++++ Data rows

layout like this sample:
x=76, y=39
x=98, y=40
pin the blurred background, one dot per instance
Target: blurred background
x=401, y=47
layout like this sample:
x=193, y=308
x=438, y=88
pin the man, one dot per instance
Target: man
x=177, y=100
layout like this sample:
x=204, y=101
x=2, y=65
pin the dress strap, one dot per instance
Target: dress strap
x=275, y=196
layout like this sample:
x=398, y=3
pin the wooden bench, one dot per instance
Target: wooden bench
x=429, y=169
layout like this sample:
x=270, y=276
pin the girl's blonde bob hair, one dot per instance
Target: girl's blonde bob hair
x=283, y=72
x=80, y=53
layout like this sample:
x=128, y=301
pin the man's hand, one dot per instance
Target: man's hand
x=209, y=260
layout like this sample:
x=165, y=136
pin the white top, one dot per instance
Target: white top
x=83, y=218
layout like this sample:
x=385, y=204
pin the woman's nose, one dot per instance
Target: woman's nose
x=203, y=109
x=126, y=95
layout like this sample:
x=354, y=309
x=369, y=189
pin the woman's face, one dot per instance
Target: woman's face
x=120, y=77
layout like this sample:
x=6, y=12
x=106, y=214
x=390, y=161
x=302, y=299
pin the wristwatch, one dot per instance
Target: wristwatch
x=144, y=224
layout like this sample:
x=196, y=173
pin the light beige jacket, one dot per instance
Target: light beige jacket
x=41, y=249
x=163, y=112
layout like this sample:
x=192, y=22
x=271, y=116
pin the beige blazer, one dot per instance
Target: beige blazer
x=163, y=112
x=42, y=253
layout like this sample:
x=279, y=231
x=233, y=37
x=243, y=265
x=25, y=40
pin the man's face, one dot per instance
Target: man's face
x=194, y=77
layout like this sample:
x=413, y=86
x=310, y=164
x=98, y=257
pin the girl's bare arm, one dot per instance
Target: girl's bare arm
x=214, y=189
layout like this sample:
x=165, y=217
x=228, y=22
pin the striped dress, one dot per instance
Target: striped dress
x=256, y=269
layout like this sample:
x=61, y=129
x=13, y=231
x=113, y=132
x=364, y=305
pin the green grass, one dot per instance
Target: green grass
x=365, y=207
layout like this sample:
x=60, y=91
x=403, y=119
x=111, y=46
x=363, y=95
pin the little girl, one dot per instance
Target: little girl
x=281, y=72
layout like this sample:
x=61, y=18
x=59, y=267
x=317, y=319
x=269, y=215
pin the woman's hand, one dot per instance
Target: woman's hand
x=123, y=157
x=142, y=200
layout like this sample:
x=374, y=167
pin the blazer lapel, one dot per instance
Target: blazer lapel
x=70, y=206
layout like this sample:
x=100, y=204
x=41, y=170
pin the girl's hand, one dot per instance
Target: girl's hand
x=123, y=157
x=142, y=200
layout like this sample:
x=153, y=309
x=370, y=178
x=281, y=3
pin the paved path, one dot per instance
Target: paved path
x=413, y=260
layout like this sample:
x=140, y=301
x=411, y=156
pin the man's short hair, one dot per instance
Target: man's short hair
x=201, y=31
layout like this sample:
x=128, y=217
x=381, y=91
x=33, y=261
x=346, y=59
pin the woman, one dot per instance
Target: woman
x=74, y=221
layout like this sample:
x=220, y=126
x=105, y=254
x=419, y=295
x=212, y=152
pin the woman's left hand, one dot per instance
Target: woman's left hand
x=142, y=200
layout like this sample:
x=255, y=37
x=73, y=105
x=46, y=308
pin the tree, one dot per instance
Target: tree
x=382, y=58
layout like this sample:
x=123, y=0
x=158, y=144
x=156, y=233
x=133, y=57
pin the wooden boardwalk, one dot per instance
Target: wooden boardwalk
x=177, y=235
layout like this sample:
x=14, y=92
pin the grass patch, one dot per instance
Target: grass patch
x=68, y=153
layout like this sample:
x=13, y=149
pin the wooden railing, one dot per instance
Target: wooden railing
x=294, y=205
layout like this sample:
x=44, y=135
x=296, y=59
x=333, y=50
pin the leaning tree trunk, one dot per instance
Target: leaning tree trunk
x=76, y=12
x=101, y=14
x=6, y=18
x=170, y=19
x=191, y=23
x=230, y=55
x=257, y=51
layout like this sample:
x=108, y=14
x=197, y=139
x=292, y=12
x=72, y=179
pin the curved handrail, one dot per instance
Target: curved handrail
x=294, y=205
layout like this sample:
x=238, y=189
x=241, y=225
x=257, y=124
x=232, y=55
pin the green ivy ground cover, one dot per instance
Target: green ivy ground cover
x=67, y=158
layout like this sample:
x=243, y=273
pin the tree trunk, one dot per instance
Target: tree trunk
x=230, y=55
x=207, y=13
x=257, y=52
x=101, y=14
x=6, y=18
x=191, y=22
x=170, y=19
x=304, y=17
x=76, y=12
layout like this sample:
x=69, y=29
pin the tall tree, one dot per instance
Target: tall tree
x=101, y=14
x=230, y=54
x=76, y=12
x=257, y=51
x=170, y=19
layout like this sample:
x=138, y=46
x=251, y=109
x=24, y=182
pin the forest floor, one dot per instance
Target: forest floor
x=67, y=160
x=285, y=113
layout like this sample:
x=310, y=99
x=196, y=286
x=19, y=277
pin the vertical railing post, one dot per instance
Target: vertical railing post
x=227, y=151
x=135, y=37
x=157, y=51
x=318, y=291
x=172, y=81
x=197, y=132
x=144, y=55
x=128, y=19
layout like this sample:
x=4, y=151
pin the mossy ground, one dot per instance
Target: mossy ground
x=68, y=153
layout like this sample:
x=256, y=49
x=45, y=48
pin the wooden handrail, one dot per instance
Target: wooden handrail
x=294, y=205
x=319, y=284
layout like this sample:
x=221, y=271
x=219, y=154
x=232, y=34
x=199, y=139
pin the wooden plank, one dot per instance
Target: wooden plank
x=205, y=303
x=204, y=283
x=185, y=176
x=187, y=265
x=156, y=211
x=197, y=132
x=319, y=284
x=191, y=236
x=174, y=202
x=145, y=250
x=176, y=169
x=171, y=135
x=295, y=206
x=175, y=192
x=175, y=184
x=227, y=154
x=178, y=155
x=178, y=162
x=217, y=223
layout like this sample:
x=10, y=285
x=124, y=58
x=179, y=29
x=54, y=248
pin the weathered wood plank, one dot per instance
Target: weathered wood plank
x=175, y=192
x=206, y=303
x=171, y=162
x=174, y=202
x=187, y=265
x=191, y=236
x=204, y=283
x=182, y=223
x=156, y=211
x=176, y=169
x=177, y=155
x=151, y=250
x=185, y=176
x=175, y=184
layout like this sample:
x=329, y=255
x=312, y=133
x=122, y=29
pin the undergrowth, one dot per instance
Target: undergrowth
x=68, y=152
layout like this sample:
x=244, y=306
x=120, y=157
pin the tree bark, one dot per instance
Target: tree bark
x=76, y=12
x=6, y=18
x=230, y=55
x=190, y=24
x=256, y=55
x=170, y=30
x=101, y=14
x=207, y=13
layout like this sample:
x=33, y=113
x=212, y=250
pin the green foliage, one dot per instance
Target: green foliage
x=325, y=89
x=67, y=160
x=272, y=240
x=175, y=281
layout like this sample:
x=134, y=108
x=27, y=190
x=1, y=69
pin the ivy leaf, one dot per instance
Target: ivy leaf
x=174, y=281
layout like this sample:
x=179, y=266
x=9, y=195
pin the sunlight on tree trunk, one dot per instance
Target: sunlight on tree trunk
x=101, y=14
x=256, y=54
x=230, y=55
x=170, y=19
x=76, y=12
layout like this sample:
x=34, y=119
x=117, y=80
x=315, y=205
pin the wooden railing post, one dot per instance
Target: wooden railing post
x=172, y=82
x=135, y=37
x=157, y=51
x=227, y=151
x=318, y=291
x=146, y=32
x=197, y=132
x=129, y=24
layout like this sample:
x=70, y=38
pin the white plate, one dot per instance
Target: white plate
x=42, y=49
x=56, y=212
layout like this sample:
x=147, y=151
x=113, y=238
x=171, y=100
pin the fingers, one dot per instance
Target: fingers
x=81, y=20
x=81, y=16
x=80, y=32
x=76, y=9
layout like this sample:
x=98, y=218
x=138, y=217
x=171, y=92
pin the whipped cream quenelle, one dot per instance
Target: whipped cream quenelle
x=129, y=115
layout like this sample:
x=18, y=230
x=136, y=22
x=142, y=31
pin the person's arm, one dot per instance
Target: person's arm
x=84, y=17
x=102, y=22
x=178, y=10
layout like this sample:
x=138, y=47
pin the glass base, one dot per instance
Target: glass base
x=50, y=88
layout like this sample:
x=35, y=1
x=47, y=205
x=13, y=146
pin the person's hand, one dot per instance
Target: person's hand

++++++++

§ **Problem details**
Copy out the stretch from the start of the data through the line containing "x=177, y=100", and nothing beyond it. Shift every x and y value in the answer coordinates by +49, leaving the requests and their layout samples unchanged.

§ **Task solution**
layout like this sample:
x=76, y=39
x=98, y=40
pin the blurred background, one dot per instance
Target: blurred background
x=450, y=96
layout like this sample:
x=193, y=308
x=438, y=88
pin the man, one dot per instance
Target: man
x=226, y=149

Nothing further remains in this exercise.